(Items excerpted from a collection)
* * * *
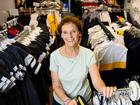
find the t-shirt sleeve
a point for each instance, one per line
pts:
(91, 59)
(53, 63)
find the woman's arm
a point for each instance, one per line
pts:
(98, 83)
(57, 87)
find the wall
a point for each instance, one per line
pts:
(5, 5)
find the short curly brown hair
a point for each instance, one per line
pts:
(71, 19)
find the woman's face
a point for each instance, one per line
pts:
(70, 34)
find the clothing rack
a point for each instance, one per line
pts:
(108, 33)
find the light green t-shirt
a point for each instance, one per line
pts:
(73, 72)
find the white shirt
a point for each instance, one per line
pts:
(73, 72)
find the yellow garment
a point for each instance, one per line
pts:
(18, 2)
(53, 23)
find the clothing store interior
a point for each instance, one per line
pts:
(29, 33)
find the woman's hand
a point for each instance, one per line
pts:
(72, 102)
(108, 91)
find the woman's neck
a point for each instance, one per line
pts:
(71, 51)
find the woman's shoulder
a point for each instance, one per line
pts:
(84, 49)
(55, 52)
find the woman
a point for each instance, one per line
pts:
(70, 65)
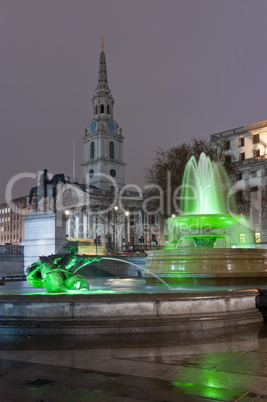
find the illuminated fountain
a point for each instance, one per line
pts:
(203, 253)
(69, 307)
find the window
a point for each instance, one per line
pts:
(239, 196)
(227, 145)
(256, 153)
(242, 156)
(241, 141)
(111, 150)
(92, 150)
(256, 138)
(242, 238)
(257, 237)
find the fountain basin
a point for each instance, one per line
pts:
(216, 266)
(69, 314)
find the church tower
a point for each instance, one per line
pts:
(103, 165)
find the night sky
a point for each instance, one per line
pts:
(177, 69)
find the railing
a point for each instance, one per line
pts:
(240, 130)
(10, 249)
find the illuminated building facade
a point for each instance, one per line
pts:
(245, 150)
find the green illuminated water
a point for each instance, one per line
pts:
(206, 203)
(206, 188)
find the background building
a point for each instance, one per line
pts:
(245, 151)
(99, 208)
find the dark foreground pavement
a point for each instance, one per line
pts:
(216, 365)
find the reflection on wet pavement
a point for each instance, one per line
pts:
(223, 364)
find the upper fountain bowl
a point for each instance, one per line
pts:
(212, 221)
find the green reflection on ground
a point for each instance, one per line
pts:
(208, 391)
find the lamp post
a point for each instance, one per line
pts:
(126, 229)
(115, 228)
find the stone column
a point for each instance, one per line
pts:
(71, 224)
(80, 223)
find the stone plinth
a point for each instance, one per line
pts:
(44, 234)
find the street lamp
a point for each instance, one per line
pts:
(127, 213)
(115, 228)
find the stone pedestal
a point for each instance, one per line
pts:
(44, 234)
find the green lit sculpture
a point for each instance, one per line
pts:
(59, 273)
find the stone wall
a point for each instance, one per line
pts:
(11, 260)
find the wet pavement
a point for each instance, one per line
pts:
(215, 365)
(223, 364)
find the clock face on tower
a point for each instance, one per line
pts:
(93, 126)
(111, 125)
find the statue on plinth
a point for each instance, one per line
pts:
(46, 188)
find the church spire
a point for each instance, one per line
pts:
(102, 74)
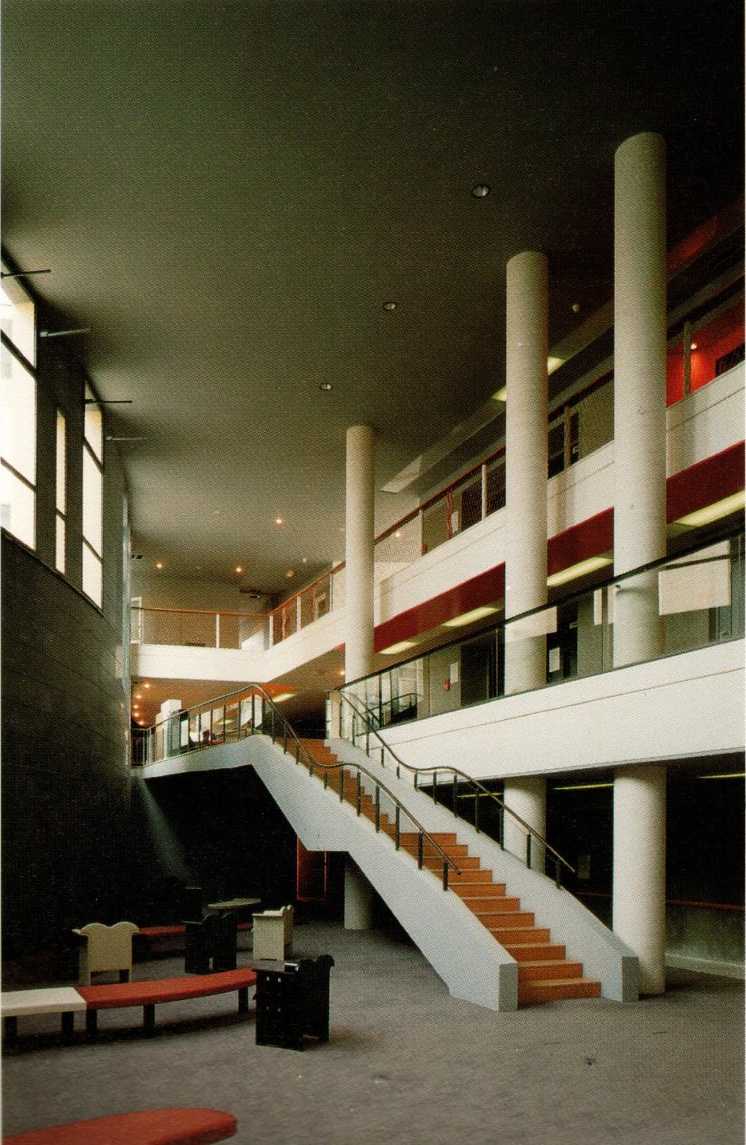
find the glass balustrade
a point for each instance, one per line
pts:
(691, 600)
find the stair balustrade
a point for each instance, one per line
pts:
(455, 776)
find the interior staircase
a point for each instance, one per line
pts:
(545, 972)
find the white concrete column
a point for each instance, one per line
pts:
(526, 463)
(528, 798)
(168, 709)
(640, 391)
(359, 543)
(358, 898)
(640, 869)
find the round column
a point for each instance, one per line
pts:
(359, 543)
(640, 869)
(525, 464)
(358, 898)
(640, 391)
(528, 798)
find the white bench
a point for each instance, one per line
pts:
(272, 934)
(63, 1000)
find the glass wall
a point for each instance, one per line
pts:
(700, 601)
(93, 478)
(17, 448)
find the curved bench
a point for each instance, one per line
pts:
(151, 1127)
(68, 1000)
(151, 992)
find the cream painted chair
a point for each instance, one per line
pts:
(274, 933)
(105, 948)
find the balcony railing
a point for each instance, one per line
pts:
(195, 628)
(696, 599)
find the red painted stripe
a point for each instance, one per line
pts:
(691, 489)
(579, 542)
(484, 589)
(705, 482)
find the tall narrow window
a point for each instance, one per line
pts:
(61, 496)
(17, 448)
(93, 546)
(17, 320)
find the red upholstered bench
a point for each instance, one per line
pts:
(151, 1127)
(148, 994)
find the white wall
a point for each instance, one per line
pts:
(704, 424)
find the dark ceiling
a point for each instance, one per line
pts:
(228, 192)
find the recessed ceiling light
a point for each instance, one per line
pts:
(580, 569)
(401, 646)
(476, 614)
(713, 512)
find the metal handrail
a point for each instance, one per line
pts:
(672, 560)
(311, 764)
(531, 832)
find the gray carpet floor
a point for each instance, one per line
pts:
(406, 1063)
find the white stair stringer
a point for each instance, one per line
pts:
(459, 948)
(603, 955)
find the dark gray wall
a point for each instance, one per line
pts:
(66, 835)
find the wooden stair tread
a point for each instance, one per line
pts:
(499, 911)
(556, 982)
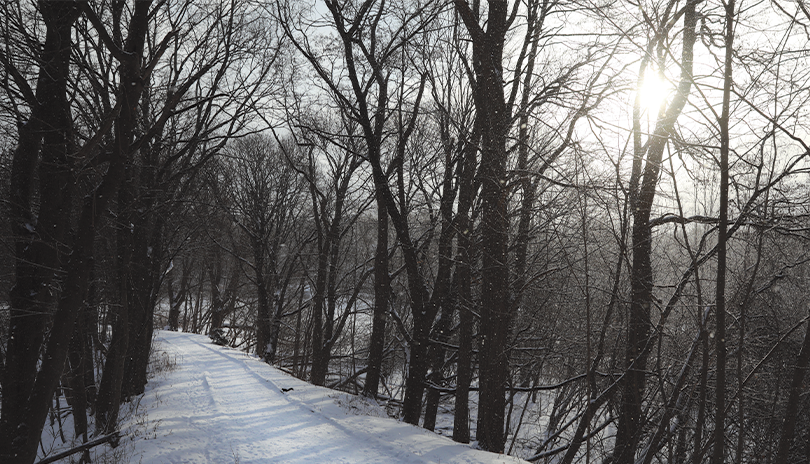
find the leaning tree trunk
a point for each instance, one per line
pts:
(496, 314)
(382, 291)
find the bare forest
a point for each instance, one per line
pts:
(572, 231)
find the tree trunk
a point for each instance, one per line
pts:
(382, 292)
(496, 314)
(38, 234)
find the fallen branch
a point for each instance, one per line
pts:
(113, 437)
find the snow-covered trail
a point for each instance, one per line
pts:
(222, 406)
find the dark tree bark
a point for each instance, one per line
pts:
(642, 194)
(45, 140)
(495, 120)
(382, 292)
(718, 453)
(463, 287)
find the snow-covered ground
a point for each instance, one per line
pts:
(219, 405)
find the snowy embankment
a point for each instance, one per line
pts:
(221, 406)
* * * *
The problem: Copy the items from the line with "find the snow-covered ground" through the end, leaving each request and its instruction lines unchanged. Raise every coordinate in the points by 45.

Answer for this exercise:
find the snow-covered ground
a point for each instance, one per line
pts:
(264, 450)
find the snowy embankment
a point for each instance, one per line
pts:
(266, 451)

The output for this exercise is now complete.